▸ **WORK INSTRUCTION**: According to the account of the clinical trial and the Peru trip, which shot does the CDC highly recommend for visiting Peru?
──────── TEXT PROVIDED
The 3-year maintenance clinical trial I'm on runs out next month.  Originally, it was planned that everyone would go off the Rev at that point and just wait until a relapse.  I have done research (surprise) and I know that there is a follow-on clinical trial that will pick up at the end of this trial and continue it for another 3 years.  However, nobody at the Farber seemed to know any details about this.  Unfortunately, my favorite nurse, Muriel, who handled all of the clinical trial details, retired last month.  I'm really happy for her, but she will be sorely missed by all of us.

Her replacement, Kristen, seems great, but when I asked her yesterday about the follow-on trial, she wasn't aware of it.  I showed her the paperwork which requires me to sign another consent form before continuing with the new trial.  My concern was that unless I dealt with this, I might not get my next month's supply of Revlimid before we head off to Peru on July 21.  Anyway, Kristen looked into it and emailed me today to say that they will continue to supply the Rev and I can sign the consent form next month.  Problem resolved! Although maybe the problem was all of my own making.  If I had simply done nothing, it may have worked out just fine.  But I'd like to think that I saved the day.  Humor me, please.

While there, I got the last of the childhood immunization vaccines that I needed since my ASCT.  It was the Zoster vaccine for shingles, which is a live vaccine.  They have been saving all the live vaccines for the end, because my immune system is still somewhat suppressed.  I am now fully functional as a vaccinated adult.

Good thing, because, today, Gretchen and I went to the Lahey travel clinic to get our immunizations shots for our trip to Peru.  That was a laugh and a half!  Let me put the record straight...there are no required immunizations to visit Peru.  The only one that is highly recommended by the CDC is the yellow fever shot.  That's the one I most wanted to get.
────────────────
──────── EXTRACTED INFORMATION
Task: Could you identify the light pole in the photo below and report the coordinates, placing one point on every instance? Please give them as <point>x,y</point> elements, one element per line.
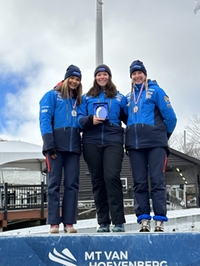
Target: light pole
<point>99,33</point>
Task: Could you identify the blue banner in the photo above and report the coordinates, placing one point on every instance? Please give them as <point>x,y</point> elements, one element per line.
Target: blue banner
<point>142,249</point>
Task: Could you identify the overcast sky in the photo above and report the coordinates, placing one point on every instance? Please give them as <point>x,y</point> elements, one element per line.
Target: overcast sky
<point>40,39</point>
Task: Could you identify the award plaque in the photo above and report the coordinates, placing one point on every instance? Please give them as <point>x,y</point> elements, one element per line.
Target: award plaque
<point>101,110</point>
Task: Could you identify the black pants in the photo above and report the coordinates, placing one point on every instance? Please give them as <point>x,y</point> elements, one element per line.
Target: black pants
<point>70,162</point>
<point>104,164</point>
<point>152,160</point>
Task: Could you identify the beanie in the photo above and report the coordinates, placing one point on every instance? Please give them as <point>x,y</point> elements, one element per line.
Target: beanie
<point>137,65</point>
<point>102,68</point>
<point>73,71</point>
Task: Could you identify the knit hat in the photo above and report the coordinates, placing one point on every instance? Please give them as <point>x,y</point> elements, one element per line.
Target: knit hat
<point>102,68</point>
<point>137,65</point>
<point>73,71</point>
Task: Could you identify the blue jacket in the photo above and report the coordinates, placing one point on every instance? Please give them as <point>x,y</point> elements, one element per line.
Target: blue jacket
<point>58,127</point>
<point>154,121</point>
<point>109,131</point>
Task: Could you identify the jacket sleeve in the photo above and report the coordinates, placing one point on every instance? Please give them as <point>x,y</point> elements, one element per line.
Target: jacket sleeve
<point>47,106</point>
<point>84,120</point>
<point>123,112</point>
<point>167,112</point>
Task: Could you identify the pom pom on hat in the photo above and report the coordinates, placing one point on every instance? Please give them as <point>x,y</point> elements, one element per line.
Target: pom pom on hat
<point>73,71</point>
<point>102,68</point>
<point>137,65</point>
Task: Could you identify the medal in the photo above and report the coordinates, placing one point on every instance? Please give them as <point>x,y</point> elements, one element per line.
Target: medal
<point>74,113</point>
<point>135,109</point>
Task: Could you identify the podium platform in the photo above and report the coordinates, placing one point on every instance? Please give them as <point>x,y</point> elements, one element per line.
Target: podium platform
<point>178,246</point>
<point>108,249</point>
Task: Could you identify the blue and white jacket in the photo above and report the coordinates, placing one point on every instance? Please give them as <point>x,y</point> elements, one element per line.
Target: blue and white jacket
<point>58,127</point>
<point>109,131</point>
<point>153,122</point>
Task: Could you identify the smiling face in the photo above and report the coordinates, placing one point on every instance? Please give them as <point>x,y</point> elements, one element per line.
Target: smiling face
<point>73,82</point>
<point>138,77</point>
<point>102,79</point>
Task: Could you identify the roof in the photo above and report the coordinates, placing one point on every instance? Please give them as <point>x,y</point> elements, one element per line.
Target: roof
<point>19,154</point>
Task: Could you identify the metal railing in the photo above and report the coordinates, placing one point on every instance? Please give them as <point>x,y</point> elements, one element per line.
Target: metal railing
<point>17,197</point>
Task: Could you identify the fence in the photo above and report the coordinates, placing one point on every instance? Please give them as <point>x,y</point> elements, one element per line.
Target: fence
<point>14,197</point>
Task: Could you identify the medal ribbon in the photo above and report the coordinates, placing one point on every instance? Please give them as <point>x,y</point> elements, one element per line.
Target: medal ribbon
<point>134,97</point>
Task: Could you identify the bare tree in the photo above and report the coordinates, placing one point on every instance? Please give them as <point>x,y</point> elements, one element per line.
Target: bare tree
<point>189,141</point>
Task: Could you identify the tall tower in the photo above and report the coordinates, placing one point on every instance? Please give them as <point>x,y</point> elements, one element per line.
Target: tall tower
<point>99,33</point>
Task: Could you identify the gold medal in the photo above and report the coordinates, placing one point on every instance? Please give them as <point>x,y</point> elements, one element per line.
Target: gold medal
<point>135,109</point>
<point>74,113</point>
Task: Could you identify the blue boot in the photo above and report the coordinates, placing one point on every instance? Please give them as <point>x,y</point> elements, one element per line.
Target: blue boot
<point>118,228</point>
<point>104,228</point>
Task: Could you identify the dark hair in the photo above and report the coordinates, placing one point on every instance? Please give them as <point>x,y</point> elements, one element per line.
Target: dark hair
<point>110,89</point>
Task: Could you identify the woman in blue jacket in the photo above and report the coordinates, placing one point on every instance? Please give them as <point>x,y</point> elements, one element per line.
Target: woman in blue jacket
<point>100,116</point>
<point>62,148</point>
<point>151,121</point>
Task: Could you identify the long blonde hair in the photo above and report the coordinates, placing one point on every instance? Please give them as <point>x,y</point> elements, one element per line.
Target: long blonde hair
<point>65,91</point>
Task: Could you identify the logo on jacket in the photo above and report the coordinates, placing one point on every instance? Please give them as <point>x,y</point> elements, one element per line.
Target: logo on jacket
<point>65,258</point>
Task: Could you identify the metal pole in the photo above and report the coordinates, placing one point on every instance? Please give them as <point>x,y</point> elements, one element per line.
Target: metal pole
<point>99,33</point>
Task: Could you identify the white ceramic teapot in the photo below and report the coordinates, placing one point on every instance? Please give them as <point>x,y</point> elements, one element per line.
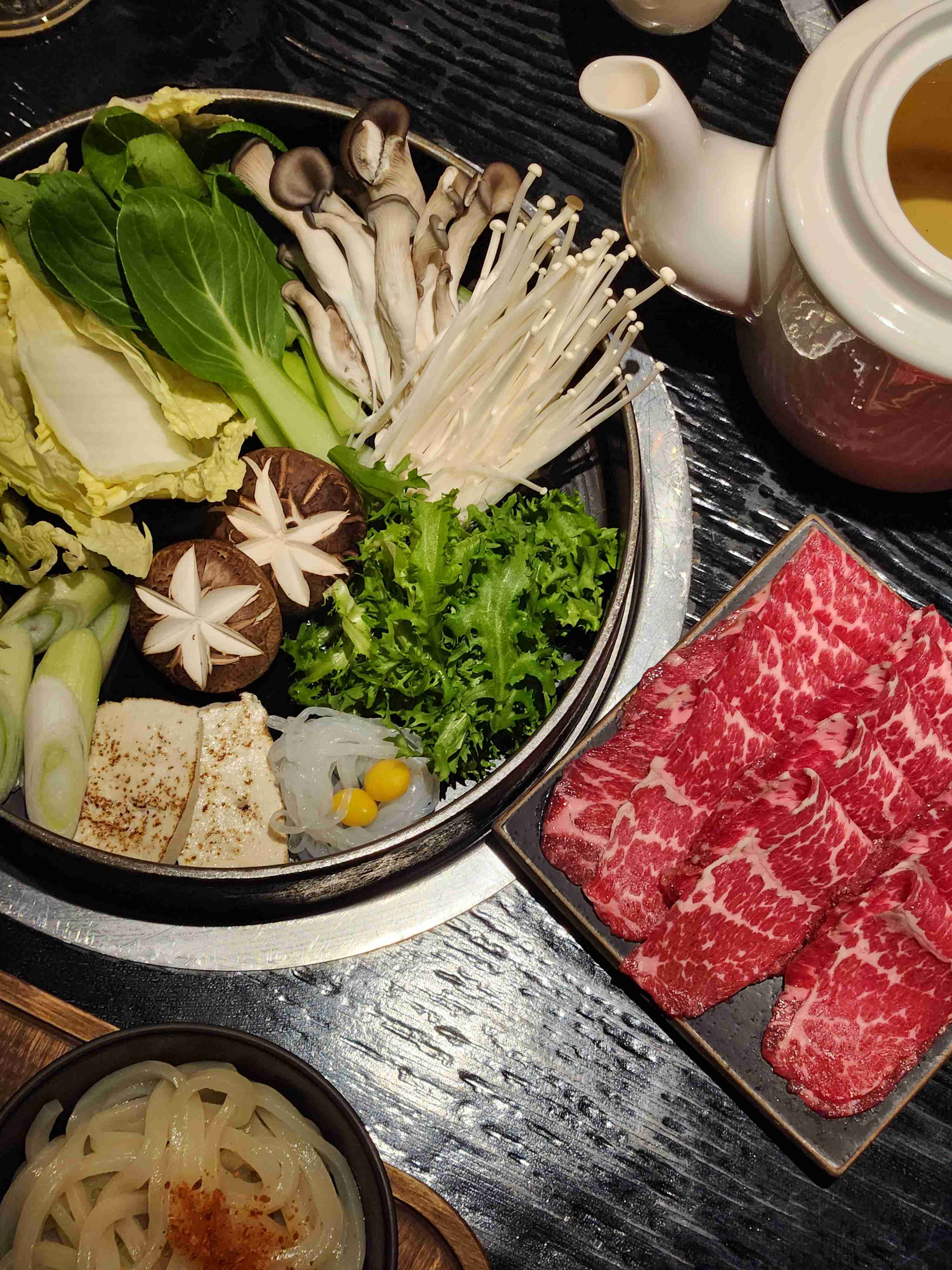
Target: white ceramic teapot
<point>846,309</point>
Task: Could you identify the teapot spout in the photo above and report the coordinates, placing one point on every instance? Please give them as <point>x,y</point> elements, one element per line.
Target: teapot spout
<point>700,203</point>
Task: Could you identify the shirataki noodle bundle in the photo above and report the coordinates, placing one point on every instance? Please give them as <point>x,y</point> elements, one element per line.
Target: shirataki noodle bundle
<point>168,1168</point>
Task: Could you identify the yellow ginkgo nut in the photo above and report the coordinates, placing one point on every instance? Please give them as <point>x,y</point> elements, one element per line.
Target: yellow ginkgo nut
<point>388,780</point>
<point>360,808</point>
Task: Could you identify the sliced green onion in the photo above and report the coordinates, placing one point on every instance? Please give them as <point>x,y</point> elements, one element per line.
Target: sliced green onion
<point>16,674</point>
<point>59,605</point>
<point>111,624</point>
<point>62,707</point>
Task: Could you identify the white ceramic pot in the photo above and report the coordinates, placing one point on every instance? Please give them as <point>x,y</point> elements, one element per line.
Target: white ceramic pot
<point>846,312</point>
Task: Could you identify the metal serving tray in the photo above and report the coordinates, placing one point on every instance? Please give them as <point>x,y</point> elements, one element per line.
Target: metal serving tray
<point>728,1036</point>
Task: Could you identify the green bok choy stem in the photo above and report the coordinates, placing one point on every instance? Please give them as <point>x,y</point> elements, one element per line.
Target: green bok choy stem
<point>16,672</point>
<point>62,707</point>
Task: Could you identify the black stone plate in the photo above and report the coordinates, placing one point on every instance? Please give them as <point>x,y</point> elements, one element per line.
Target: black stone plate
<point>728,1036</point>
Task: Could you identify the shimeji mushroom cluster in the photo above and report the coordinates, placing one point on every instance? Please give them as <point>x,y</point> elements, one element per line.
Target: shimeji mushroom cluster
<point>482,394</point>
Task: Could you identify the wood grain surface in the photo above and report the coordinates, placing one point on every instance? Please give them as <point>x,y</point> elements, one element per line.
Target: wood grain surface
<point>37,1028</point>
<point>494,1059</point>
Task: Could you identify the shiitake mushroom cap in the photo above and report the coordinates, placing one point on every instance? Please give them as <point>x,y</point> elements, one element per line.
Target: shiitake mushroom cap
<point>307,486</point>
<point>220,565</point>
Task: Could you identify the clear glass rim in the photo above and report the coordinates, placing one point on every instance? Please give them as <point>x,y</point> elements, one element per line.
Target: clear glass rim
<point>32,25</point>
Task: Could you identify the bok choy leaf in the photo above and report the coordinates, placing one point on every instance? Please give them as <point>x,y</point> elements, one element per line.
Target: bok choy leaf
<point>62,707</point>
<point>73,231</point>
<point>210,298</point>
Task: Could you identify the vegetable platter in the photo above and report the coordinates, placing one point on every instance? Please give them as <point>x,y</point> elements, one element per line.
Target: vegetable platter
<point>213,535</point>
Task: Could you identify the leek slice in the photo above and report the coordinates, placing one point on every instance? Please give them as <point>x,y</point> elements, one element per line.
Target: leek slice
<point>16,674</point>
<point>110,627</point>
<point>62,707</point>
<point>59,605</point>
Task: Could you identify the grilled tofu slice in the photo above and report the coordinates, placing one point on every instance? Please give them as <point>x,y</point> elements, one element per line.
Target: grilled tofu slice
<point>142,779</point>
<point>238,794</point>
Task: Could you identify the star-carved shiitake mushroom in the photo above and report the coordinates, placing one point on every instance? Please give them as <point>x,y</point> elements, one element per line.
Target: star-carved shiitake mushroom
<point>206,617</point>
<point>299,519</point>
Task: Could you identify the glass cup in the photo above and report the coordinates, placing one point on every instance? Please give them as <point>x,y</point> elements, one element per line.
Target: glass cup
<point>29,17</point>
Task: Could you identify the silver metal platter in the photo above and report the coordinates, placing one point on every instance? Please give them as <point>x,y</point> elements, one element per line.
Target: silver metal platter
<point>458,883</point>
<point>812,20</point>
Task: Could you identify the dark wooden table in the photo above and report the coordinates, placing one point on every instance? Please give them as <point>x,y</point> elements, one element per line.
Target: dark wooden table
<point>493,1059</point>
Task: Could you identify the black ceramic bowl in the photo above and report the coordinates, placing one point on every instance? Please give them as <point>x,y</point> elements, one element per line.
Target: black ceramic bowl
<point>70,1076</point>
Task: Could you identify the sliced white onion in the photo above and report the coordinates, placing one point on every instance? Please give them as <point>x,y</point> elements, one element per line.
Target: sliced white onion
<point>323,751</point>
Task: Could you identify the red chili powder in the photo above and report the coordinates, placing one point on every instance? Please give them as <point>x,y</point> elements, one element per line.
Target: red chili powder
────────────────
▸ **RESULT OF THIS EXERCISE**: The yellow fever shot.